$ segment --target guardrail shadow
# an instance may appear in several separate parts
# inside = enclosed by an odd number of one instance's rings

---

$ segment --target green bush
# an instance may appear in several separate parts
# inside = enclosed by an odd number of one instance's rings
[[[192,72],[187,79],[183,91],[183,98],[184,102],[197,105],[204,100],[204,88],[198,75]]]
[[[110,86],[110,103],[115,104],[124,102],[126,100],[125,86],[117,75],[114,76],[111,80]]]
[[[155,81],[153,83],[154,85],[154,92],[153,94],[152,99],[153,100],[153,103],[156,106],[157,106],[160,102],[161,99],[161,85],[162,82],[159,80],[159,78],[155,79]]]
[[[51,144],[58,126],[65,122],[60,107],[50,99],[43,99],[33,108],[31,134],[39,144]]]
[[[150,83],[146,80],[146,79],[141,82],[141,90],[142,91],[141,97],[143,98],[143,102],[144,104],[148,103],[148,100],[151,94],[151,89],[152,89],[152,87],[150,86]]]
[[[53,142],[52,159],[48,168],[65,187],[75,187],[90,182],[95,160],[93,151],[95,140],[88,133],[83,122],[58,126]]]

BRIEF ::
Count the lines in the items above that contain the string "segment", treating uppercase and lowercase as different. Give only the number.

SOLUTION FOR THIS EXERCISE ::
2